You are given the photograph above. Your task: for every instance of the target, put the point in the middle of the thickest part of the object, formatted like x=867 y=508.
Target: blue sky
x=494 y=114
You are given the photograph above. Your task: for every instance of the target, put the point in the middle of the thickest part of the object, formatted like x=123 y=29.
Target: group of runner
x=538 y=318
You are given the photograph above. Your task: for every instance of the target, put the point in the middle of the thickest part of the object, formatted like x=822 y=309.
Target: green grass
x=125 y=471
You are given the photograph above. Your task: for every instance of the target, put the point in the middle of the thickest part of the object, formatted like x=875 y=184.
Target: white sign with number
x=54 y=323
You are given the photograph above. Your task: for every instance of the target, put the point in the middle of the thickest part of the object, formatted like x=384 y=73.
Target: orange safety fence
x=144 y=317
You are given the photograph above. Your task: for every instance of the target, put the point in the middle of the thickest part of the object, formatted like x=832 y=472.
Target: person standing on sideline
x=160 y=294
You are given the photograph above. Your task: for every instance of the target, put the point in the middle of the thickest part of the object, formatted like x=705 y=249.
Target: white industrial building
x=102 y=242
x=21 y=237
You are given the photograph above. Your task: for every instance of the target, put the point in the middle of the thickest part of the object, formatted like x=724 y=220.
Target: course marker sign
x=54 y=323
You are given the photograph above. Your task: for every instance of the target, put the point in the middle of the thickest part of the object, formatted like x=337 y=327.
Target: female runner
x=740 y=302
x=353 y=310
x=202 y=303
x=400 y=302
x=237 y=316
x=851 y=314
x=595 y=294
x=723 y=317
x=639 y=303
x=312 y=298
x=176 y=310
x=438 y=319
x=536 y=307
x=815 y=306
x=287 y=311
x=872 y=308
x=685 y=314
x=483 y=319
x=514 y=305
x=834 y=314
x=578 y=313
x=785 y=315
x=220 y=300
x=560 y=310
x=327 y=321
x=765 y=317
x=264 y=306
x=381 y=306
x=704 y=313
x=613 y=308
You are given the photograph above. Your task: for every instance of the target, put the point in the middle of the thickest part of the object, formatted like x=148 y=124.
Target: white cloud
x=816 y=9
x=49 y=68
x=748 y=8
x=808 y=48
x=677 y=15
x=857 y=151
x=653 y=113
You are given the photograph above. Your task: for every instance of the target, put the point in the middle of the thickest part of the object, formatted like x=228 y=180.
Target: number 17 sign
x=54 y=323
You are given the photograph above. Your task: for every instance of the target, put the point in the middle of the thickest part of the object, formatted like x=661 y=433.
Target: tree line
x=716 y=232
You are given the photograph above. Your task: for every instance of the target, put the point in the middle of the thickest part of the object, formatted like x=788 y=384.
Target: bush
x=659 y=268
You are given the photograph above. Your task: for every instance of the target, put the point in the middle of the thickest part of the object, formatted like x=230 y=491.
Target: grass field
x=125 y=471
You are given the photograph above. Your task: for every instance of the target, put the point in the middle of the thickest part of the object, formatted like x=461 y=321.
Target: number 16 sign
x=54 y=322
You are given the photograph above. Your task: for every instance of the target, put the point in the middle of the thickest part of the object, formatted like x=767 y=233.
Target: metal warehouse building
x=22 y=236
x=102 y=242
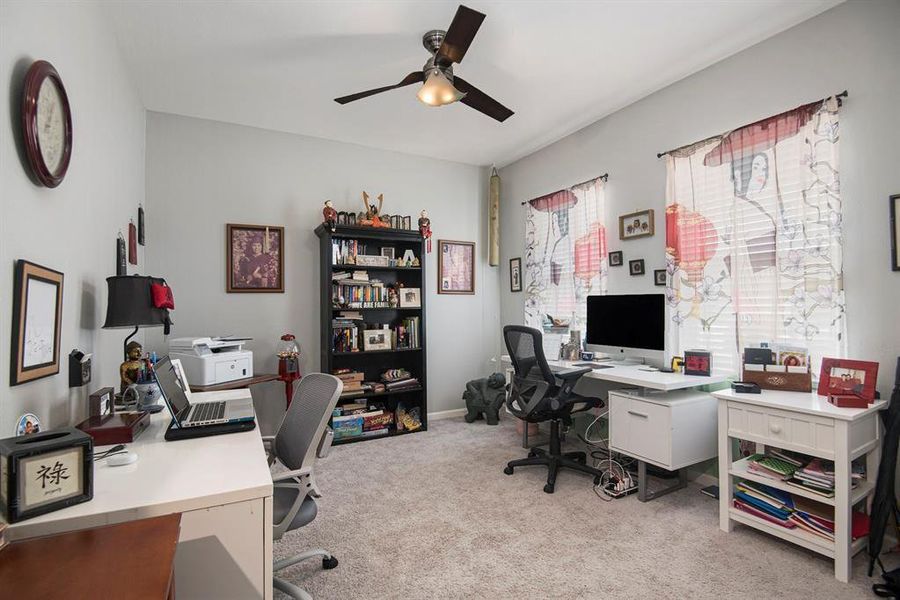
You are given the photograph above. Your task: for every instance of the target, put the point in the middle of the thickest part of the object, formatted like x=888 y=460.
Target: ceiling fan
x=441 y=87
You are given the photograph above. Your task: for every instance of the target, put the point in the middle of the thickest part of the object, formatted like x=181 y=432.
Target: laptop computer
x=199 y=418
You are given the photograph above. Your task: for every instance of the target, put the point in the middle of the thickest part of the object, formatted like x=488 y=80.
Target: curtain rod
x=843 y=94
x=604 y=177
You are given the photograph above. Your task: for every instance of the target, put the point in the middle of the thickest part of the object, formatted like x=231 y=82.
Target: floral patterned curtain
x=753 y=238
x=565 y=259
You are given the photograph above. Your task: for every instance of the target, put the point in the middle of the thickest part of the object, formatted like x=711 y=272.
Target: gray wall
x=73 y=227
x=203 y=174
x=854 y=46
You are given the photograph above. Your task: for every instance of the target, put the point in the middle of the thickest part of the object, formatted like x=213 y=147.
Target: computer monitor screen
x=627 y=321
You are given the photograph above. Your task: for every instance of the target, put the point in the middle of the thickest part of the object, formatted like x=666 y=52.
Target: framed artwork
x=37 y=322
x=410 y=297
x=456 y=267
x=841 y=376
x=515 y=274
x=254 y=258
x=895 y=232
x=635 y=225
x=636 y=267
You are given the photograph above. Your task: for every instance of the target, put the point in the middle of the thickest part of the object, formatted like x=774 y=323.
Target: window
x=753 y=238
x=565 y=260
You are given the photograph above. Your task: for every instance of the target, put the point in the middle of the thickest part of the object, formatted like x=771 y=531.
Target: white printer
x=210 y=361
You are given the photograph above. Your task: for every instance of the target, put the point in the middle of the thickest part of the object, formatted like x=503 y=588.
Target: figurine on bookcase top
x=485 y=396
x=330 y=215
x=425 y=228
x=129 y=370
x=372 y=219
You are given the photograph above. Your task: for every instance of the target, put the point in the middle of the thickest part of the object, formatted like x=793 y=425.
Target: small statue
x=330 y=215
x=425 y=228
x=486 y=396
x=371 y=217
x=130 y=370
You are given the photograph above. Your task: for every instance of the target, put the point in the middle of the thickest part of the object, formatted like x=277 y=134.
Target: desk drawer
x=785 y=429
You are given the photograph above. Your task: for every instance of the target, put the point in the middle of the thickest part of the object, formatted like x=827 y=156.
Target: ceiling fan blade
x=459 y=36
x=480 y=101
x=414 y=77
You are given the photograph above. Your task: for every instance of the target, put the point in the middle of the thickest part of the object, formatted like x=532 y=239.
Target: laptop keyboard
x=207 y=411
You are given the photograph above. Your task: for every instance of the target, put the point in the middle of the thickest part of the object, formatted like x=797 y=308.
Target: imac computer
x=630 y=328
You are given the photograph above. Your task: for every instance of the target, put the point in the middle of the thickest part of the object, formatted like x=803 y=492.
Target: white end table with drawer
x=805 y=423
x=672 y=430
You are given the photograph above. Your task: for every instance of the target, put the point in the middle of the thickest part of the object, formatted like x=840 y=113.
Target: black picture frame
x=636 y=267
x=27 y=345
x=895 y=232
x=515 y=274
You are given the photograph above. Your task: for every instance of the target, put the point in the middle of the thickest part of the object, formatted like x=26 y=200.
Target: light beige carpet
◆ ◆ ◆
[WORK INSTRUCTIONS]
Please set out the lines of the records from the line containing "like x=123 y=29." through the line containing "x=613 y=308", inclusive, as a numbered list, leaving out any blank lines.

[COMPLETE ANSWER]
1. You are given the photograph above. Your task: for every instance of the target, put the point in the middle of the thickest part of the object, formatted like x=123 y=29.
2. Target: group of runner
3. x=538 y=318
4. You are given the photograph above. Your task: for every instance of the target, put the point in the middle of the thickest part of the object, formatted like x=822 y=309.
5. Target: green grass
6. x=125 y=471
7. You are given the photograph above. Your task: for every instance of the target, put the point in the middle of the thickest part of the object, formatted like x=875 y=184.
8. Target: white sign with number
9. x=54 y=323
10. You are given the photograph above. Your task: for every instance of the target, put the point in the middle of the thickest part of the object, formatted like x=384 y=73.
11. Target: orange safety fence
12. x=144 y=317
13. You are given the photograph above. Your task: for every instance of the target, put the point in the middle of the thickest part of the object, formatted like x=832 y=472.
14. Target: person standing on sideline
15. x=160 y=294
16. You are given the photograph above. Your task: for every instance of the target, put the point in the middle of the thickest part of the object, formatted like x=705 y=249.
17. Target: white industrial building
18. x=102 y=242
19. x=21 y=237
20. You are given the photograph above. Your task: for every instance of the target, put the point in the middle of the thickest part of the object, formatted like x=724 y=220.
21. Target: course marker sign
22. x=54 y=323
23. You are given the photograph above. Your task: for every instance of the target, put the point in the middle of the thickest part of the object, formatted like x=337 y=327.
24. Target: female runner
25. x=740 y=302
26. x=353 y=310
27. x=202 y=303
28. x=400 y=302
29. x=237 y=316
30. x=851 y=314
31. x=595 y=294
32. x=723 y=317
33. x=639 y=303
34. x=312 y=298
35. x=176 y=310
36. x=438 y=319
37. x=536 y=307
38. x=815 y=306
39. x=287 y=311
40. x=872 y=308
41. x=685 y=314
42. x=483 y=319
43. x=514 y=305
44. x=834 y=314
45. x=578 y=313
46. x=785 y=315
47. x=220 y=300
48. x=560 y=310
49. x=327 y=321
50. x=765 y=317
51. x=264 y=306
52. x=381 y=306
53. x=704 y=313
54. x=613 y=308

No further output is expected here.